> **Written instruction**
Rewrite the lines starting at the one that contains "in dugout, set" and running through the last line, changing "dugout" to "bullpen" and keeping everything else as it is.

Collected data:

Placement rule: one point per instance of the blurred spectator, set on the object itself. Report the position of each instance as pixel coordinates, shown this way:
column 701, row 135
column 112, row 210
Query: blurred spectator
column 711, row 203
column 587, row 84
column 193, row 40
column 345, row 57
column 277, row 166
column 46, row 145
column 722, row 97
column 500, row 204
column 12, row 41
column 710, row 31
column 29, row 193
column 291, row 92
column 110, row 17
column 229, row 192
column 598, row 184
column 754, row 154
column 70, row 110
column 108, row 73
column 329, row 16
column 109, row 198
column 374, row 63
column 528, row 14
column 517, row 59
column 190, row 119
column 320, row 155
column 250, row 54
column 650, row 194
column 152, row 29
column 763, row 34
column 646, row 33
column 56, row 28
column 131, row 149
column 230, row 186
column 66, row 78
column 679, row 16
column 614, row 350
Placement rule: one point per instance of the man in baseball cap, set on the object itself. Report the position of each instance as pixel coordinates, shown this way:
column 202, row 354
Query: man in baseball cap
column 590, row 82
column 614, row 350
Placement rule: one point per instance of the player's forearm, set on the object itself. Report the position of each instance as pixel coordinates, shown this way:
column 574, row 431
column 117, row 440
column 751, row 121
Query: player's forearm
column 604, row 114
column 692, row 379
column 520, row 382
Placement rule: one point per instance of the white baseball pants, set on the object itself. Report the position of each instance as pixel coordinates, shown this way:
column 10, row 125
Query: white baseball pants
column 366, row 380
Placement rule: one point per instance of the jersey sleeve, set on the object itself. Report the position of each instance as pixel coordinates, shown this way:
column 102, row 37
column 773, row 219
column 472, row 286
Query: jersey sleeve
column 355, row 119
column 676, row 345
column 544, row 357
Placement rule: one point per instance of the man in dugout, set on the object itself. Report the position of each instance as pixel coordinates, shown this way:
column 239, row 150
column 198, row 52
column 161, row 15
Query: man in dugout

> **Completed task**
Placement rule: one point per instance of the man in bullpen, set on the object itself. Report the position of each instance as pixel coordinates, shown this way:
column 239, row 150
column 198, row 52
column 161, row 15
Query: man in bullpen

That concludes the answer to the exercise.